START Document text

Last thing I'd mention is that we include student loan debt as negative wealth, essentially, in our wealth statistics, but we don't include the asset that people took the debt out to finance, which is, hopefully, enhanced human capital. And so that also tends to kind of push down our wealth measures versus if we either just excluded the student loan debt or if we could measure the human capital that it financed as an asset. But in general, I agree entirely with what you've said in terms of what you get out of looking at wealth versus income.

BEN CASSELMAN: Natalie, last to you here. Why should we care, to what extent should we care about the racial wealth gap in particular here?

NATALIE COFIELD: Absolutely. So I'll just kind of echo a few of the things that my fellow panelists have mentioned, but I'll speak to it a little bit from the business perspective and use Hoover's example here in terms of running and the infusion of something. What we've also seen-- and we've seen it during the pandemic-- is that this was one of the greatest moments of wealth accumulation for folks.

We had one of the lowest interest rates we've ever had in the history of interest rates over the last-- our living lives, a astronomical number of homes being sold, and then those homes are also going to be retained. That gave, in my opinion, an opportunity for people who had not been able to be in the game an opportunity to get into the game, and so now what we're going to see is those homes being held for generations, to my colleague's point, at such a low interest rate in communities across the country.

I also feel like this is a conversation about cash flow. We talk about the fact that, again, income is a fixed circumstance. We're talking about, if you did a great job, you're talking about 3% to 5%, a continued increase in your wealth if you stay with the same company. What younger people and the younger generation is doing is that many of them are moving, increasing their salary by 20%, moving from one company to the next in order to continue to keep reducing the income inequality that exists for them.

But that's a fixed asset, the tax savings that comes from the perspective of having a business. Again, when you get your W-2s, the taxes have essentially already been taken out for you, but if we understand the way that business works, when you receive your compensation, you then have the ability to make strategic wealth-generating decisions about what you want to do with the income that you have received prior to the actual tax burden being placed on you in a way that actually benefits you and/or, potentially, your company.

But it's hard for Black Americans to do that when, essentially, all of the firms have an average gross receipt of $71,000 versus $488,000 for nonminority firms. So even in that you see the disparity. The liquidity piece-- what do you actually have in your bank account right now to me is another form of assessing and/or generating wealth. We know that real estate has been responsible for creating the greatest number of millionaires, but investment in business through equity has been the greatest generator of billionaires and multimillionaires.

Do we understand-- and is the wealth of information being transferred from generation to generation-- on how to engage in this? And then lastly, I see appreciation. We talked about the undervaluing of Black-owned homes, the issue of-- something I heard recently was-- I went to a conference, and a gentleman shared that seven members of a family had their grandmother pass.

And the tax burden was $2,500, and they could not agree who was going to pay that-- seven people-- and as such, they lost this home in South Central Los Angeles that is now worth $1 million over a $2,500 tax bill. So wealth is also generated through the quality of the conversation, through the quality of the family engagement, the depth there and the management of existing assets, so those would be the things that I would just add to this conversation.

END Document text
START Data

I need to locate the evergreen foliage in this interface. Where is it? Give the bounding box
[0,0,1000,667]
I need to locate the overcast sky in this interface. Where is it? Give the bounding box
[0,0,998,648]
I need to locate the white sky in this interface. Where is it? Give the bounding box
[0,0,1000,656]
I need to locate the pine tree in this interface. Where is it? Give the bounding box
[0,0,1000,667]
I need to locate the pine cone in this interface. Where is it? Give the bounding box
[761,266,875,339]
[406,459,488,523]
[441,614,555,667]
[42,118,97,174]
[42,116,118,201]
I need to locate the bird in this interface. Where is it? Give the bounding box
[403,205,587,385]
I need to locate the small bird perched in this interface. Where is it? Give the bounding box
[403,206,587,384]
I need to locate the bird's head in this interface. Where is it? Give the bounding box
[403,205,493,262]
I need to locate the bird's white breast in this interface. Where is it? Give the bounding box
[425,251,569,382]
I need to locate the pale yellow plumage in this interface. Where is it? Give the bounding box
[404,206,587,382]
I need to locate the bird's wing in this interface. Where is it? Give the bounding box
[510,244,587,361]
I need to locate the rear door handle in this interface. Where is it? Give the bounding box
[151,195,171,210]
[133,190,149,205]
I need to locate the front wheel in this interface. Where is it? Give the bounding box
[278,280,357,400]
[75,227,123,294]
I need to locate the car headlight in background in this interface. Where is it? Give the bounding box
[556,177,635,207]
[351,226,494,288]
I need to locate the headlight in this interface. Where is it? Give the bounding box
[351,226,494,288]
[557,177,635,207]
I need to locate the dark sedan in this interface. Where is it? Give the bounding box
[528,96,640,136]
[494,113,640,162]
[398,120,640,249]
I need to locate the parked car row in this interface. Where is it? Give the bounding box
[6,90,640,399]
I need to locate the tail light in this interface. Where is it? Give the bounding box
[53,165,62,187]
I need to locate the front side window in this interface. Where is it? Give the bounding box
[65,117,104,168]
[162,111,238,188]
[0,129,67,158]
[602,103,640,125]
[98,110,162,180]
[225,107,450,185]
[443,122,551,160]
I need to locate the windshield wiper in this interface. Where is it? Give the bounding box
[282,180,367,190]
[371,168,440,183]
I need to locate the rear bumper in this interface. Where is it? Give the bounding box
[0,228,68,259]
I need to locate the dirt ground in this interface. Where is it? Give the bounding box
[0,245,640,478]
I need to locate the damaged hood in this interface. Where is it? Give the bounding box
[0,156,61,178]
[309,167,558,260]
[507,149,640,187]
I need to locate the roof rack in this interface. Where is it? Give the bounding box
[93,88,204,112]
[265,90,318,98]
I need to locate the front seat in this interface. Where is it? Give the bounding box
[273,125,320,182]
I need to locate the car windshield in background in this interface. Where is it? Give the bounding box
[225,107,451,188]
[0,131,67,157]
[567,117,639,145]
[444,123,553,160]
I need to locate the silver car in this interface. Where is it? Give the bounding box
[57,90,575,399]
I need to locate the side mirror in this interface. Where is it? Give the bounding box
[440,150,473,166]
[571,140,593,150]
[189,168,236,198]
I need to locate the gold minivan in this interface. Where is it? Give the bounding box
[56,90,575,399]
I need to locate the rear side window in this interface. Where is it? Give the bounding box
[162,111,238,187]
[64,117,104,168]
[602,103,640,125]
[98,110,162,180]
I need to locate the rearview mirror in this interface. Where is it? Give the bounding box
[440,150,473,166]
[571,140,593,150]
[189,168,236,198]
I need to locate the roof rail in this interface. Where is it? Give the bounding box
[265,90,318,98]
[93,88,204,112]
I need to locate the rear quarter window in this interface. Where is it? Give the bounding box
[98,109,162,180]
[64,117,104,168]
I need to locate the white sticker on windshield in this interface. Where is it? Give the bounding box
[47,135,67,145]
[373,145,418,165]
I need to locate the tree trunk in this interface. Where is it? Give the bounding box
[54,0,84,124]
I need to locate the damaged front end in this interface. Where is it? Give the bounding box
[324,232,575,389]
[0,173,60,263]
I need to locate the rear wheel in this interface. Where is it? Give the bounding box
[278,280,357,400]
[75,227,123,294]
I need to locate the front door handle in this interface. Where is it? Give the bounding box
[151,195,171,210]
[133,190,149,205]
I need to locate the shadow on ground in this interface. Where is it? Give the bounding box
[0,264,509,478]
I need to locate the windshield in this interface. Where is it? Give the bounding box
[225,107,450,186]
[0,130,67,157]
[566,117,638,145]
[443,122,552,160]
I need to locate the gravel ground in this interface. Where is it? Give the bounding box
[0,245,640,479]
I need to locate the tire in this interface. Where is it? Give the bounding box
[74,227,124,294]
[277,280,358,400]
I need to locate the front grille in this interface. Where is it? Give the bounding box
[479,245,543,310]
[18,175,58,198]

END Data

Please resume the panel transcript on the racial wealth gap, starting right after Natalie Cofield's answer.

BEN CASSELMAN: Yeah, so I think that's a great starting off point, and Natalie, you talked there a little bit at the beginning about what happened over this pandemic period. And I think, as we heard in the presentation, it was a bit of a complicated story because we saw household wealth grow for all racial groups over the three years here, 2019 to 2022, but the racial gaps remained large.

They grew by one measure in absolute terms. They narrowed in percentage terms. So I wonder-- and Scott, maybe we'll start with you on this one-- what you make of the patterns over the pandemic period and I guess also just why these gaps have remained so persistent even during a period where we've seen some improvement.

SCOTT WINSHIP: Yeah, great question. Yeah, in some ways, it's tricky to think about what happened during the pandemic. You can cite different stats, and it sounds better or worse. If you look at, in inflation-adjusted terms, what happened to median wealth from 2019 to 2022, for instance, among whites, the median increased 31%, among Hispanics, increased 48%, among Black Americans, increased 61%. So you see those numbers, and you think, this is fantastic.

But as everyone's alluded to so far, because the initial differences are so stark, that even when you get higher growth rates for three years among African-Americans than for whites, you still end up with these big gaps. And in fact, if those growth rates were sustained, it would still take us-- I did the math-- it's like 27 years to eliminate the Black-white wealth gap. And those rates are unlikely to continue for the next 27 years.

Because the pandemic was such a strange time, there was so much-- there was such a flood of federal aid first during 2020 and then during 2021 as well. I would argue that a lot of the 2021 aid was kind of above and beyond what a lot of people felt like they needed. Savings rates in the United States had only been above 10%, I think, in one year or one month, I think, in the early 1980s, and they ended up above 10% for the better part of a year, year and a half, I think. And that was just because of this flood of aid.

So a lot of people saved it. That boosts wealth, and I think that's part of what you see in the statistics. And that's not going to be something that will happen over the next 27 years, so unless we can figure out other ways to consistently have the rate of Black wealth growth increase faster than the rate of white median wealth growth, we're going to have large gaps in the future.

BEN CASSELMAN: Hoover, do you want to jump in there? And I'm curious in particular-- this has been, by many measures, the strongest economic recovery on record for a variety of reasons. We don't have the year-by-year data along the way to see how that gap shifted over time, but I'm curious both what you think of what Scott was just talking about but then also the role of the strength of that recovery and how that has played out in some of these racial wealth statistics.

GARY HOOVER: Well, I'm troubled, and let me walk you through what I'm thinking about. I'm wondering-- and I was asked by several members of the media about this same point. They're like, look, shouldn't we all be very happy now that these rates are as good as they were and things were as good as they were?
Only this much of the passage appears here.